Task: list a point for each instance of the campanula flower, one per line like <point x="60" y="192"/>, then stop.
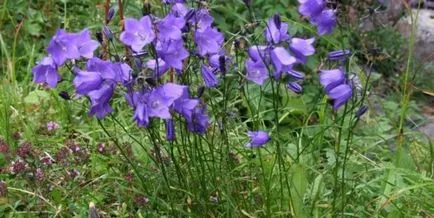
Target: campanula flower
<point x="340" y="95"/>
<point x="199" y="120"/>
<point x="335" y="86"/>
<point x="138" y="33"/>
<point x="325" y="22"/>
<point x="169" y="28"/>
<point x="209" y="77"/>
<point x="170" y="130"/>
<point x="329" y="79"/>
<point x="257" y="139"/>
<point x="257" y="72"/>
<point x="276" y="31"/>
<point x="296" y="75"/>
<point x="295" y="87"/>
<point x="209" y="41"/>
<point x="100" y="100"/>
<point x="282" y="61"/>
<point x="87" y="81"/>
<point x="46" y="72"/>
<point x="201" y="19"/>
<point x="311" y="8"/>
<point x="318" y="14"/>
<point x="184" y="105"/>
<point x="338" y="55"/>
<point x="361" y="111"/>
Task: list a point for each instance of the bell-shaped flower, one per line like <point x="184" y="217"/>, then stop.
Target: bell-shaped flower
<point x="46" y="72"/>
<point x="138" y="33"/>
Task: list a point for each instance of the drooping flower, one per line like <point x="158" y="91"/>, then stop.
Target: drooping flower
<point x="325" y="22"/>
<point x="318" y="14"/>
<point x="155" y="103"/>
<point x="296" y="75"/>
<point x="301" y="48"/>
<point x="170" y="130"/>
<point x="201" y="19"/>
<point x="46" y="72"/>
<point x="138" y="33"/>
<point x="209" y="41"/>
<point x="338" y="55"/>
<point x="311" y="8"/>
<point x="340" y="95"/>
<point x="361" y="111"/>
<point x="257" y="72"/>
<point x="295" y="87"/>
<point x="184" y="105"/>
<point x="87" y="81"/>
<point x="209" y="77"/>
<point x="257" y="139"/>
<point x="100" y="100"/>
<point x="52" y="125"/>
<point x="282" y="61"/>
<point x="276" y="31"/>
<point x="199" y="120"/>
<point x="169" y="28"/>
<point x="329" y="79"/>
<point x="335" y="86"/>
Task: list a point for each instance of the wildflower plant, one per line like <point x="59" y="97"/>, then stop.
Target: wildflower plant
<point x="188" y="87"/>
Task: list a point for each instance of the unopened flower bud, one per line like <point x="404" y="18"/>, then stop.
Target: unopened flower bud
<point x="111" y="14"/>
<point x="107" y="32"/>
<point x="362" y="110"/>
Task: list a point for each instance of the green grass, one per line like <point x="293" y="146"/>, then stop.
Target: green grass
<point x="317" y="165"/>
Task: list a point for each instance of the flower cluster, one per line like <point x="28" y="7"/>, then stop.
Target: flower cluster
<point x="280" y="55"/>
<point x="318" y="14"/>
<point x="63" y="46"/>
<point x="159" y="48"/>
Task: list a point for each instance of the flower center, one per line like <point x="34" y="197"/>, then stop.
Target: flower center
<point x="155" y="104"/>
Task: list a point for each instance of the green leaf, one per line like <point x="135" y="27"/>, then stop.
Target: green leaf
<point x="298" y="190"/>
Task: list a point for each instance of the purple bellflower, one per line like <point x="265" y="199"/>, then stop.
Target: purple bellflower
<point x="100" y="99"/>
<point x="325" y="22"/>
<point x="184" y="105"/>
<point x="169" y="28"/>
<point x="282" y="61"/>
<point x="257" y="72"/>
<point x="199" y="120"/>
<point x="209" y="77"/>
<point x="311" y="8"/>
<point x="46" y="72"/>
<point x="276" y="31"/>
<point x="318" y="14"/>
<point x="138" y="33"/>
<point x="209" y="41"/>
<point x="170" y="130"/>
<point x="335" y="86"/>
<point x="257" y="139"/>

★ ★ ★ ★ ★

### THE PROBLEM:
The data above should be repeated exactly, minus any pictures.

### OUTPUT OF THE EXERCISE:
Task: list a point for each instance of the campanula flower, one per line like <point x="60" y="192"/>, then stop.
Target: campanula flower
<point x="340" y="95"/>
<point x="199" y="120"/>
<point x="335" y="86"/>
<point x="138" y="33"/>
<point x="325" y="22"/>
<point x="169" y="28"/>
<point x="209" y="77"/>
<point x="170" y="130"/>
<point x="329" y="79"/>
<point x="257" y="139"/>
<point x="257" y="72"/>
<point x="276" y="31"/>
<point x="296" y="75"/>
<point x="295" y="87"/>
<point x="209" y="41"/>
<point x="100" y="100"/>
<point x="282" y="61"/>
<point x="87" y="81"/>
<point x="46" y="72"/>
<point x="201" y="19"/>
<point x="311" y="8"/>
<point x="318" y="14"/>
<point x="184" y="105"/>
<point x="338" y="55"/>
<point x="361" y="111"/>
Task: list a point for each instance of the bell-shaped flower, one per line like <point x="184" y="217"/>, then stop.
Target: bell-shaped flower
<point x="46" y="72"/>
<point x="138" y="33"/>
Task: list a point for each instance of the drooping flower, one per line like <point x="158" y="91"/>, then stop.
Target: drooping flower
<point x="325" y="22"/>
<point x="318" y="14"/>
<point x="155" y="103"/>
<point x="296" y="75"/>
<point x="301" y="48"/>
<point x="170" y="130"/>
<point x="201" y="19"/>
<point x="46" y="72"/>
<point x="138" y="33"/>
<point x="209" y="41"/>
<point x="338" y="55"/>
<point x="311" y="8"/>
<point x="340" y="95"/>
<point x="361" y="111"/>
<point x="257" y="72"/>
<point x="295" y="87"/>
<point x="184" y="105"/>
<point x="87" y="81"/>
<point x="209" y="77"/>
<point x="257" y="139"/>
<point x="100" y="100"/>
<point x="52" y="125"/>
<point x="282" y="61"/>
<point x="276" y="31"/>
<point x="199" y="120"/>
<point x="169" y="28"/>
<point x="329" y="79"/>
<point x="335" y="86"/>
Task: list a point for each instance of the wildflower plant, one per line like <point x="59" y="97"/>, then stop.
Target: wildflower plant
<point x="188" y="87"/>
Task: list a point for each instance of the unopened flower bud, one per line like <point x="404" y="18"/>, then stop.
Target: unopened flower bud
<point x="111" y="14"/>
<point x="107" y="32"/>
<point x="362" y="110"/>
Task: list a point for each instance of the green grass, one per line like <point x="293" y="146"/>, then stop.
Target: green grass
<point x="317" y="165"/>
Task: list a point for each instance of the flower cluster, one per line like <point x="28" y="7"/>, then stop.
Target: flower cluster
<point x="280" y="55"/>
<point x="318" y="14"/>
<point x="63" y="46"/>
<point x="159" y="48"/>
Task: list a point for each instance of the flower center, one per line like <point x="34" y="197"/>, then stop.
Target: flower center
<point x="155" y="104"/>
Task: list a point for each instance of the green leaf, one per line like <point x="135" y="27"/>, then stop.
Target: green leaf
<point x="298" y="190"/>
Task: list a point for each instance of the purple bellflower, one per line like <point x="265" y="199"/>, then stop.
Target: purple bellflower
<point x="100" y="99"/>
<point x="325" y="22"/>
<point x="184" y="105"/>
<point x="169" y="28"/>
<point x="282" y="61"/>
<point x="257" y="72"/>
<point x="199" y="120"/>
<point x="209" y="77"/>
<point x="311" y="8"/>
<point x="46" y="72"/>
<point x="276" y="31"/>
<point x="318" y="14"/>
<point x="138" y="33"/>
<point x="209" y="41"/>
<point x="170" y="130"/>
<point x="335" y="86"/>
<point x="257" y="139"/>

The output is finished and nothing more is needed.